-- start MATERIAL SUPPLIED --
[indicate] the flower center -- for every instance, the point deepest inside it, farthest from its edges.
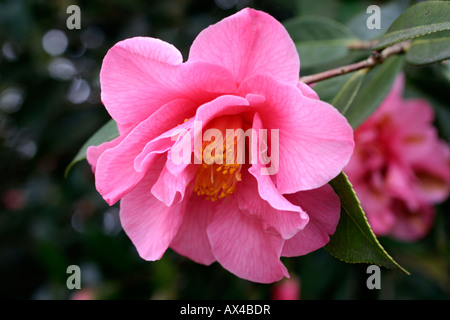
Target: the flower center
(220, 171)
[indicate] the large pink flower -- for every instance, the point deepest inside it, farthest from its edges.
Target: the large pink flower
(241, 73)
(400, 168)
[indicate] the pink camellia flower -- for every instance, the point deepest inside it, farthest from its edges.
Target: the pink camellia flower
(242, 73)
(400, 168)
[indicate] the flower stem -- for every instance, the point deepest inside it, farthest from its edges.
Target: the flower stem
(375, 58)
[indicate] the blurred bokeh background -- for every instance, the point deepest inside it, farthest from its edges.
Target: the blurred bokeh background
(50, 105)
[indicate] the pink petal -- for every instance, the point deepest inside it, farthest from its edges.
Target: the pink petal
(323, 207)
(275, 211)
(148, 222)
(411, 225)
(192, 240)
(247, 43)
(223, 105)
(168, 185)
(240, 245)
(115, 173)
(140, 75)
(307, 91)
(277, 214)
(315, 140)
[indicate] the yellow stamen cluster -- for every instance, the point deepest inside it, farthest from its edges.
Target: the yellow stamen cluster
(217, 179)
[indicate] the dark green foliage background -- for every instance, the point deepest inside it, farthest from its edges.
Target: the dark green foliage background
(63, 221)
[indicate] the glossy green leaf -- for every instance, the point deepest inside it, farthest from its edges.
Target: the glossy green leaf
(419, 20)
(374, 89)
(319, 40)
(106, 133)
(343, 100)
(340, 91)
(354, 241)
(430, 49)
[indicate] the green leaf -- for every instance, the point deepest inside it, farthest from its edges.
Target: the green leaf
(343, 100)
(430, 49)
(419, 20)
(319, 40)
(354, 241)
(106, 133)
(340, 91)
(374, 89)
(388, 13)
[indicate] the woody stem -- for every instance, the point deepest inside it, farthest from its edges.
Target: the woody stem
(375, 58)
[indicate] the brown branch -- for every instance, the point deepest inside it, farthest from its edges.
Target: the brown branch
(375, 58)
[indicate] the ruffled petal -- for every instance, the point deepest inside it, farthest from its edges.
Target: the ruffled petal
(148, 222)
(323, 207)
(192, 240)
(115, 172)
(315, 140)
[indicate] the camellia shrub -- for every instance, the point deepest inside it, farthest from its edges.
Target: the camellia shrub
(236, 156)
-- end MATERIAL SUPPLIED --
• GIVEN TASK
Can you copy every one of the records above word for word, leaving out any pictures?

• EXPECTED ANSWER
[indicate] the flower center -- for every instance, the point deepest inside it, farthest from its edges.
Target: the flower center
(220, 171)
[indicate] the large pink flower -- for every instance, the point deepest inside it, farthest from its edges.
Target: the large pink flower
(241, 73)
(400, 168)
[indicate] the pink camellia flower -- for every instance, the point deepest inside it, farthest from its edges.
Target: the pink camellia flower
(242, 73)
(400, 168)
[indicate] the flower stem -- for every instance, the point deepest inside it, farthest from its edges.
Target: the flower stem
(375, 58)
[indicate] the blurred bokeh background -- for every instance, the point deepest inside it, farthest from its edges.
Target: the blurred bokeh background
(50, 105)
[indicate] the pink petal -- for every instance, the point deepest inside it, farthest from its edges.
Target: the pink petal
(323, 207)
(275, 211)
(148, 222)
(411, 225)
(192, 240)
(247, 43)
(223, 105)
(168, 185)
(240, 245)
(115, 173)
(140, 75)
(307, 91)
(277, 214)
(315, 140)
[indicate] the yellow stamen cluster -- for every instance, the point deepest inside it, farthest from its edges.
Target: the yellow stamen cluster
(217, 179)
[indicate] the dark green foliage background -- for every instance, the point deepest inside it, farthest from its edges.
Target: the dark green foliage background
(63, 221)
[indicate] the glossy green leaf -- for every instance, the point deepest inside it, farthest from its edges.
Target: the glossy green leaf
(419, 20)
(374, 89)
(319, 40)
(106, 133)
(343, 100)
(340, 91)
(354, 241)
(430, 49)
[indicate] the green leaf -- for every instance, the point deepest inside it, farthest from its edges.
Target: the green leaf
(343, 100)
(430, 49)
(419, 20)
(319, 40)
(354, 241)
(106, 133)
(340, 91)
(374, 89)
(388, 13)
[indicate] the woody stem -- for every instance, the point deepest inside it, farthest from its edges.
Target: the woody stem
(375, 58)
[indicate] the brown branch -- for every instance, the point deepest inside it, farthest from its edges.
Target: the brown branch
(375, 58)
[indicate] the ruffled petal -- for every instance, the point deepest inside it, farthest from its edges.
Target: the ruffled petal
(148, 222)
(323, 207)
(192, 240)
(115, 172)
(315, 140)
[indicate] the camellia shrub -- for every instance, the point deepest inside it, farthest from its edges.
Target: the camellia shrub
(236, 156)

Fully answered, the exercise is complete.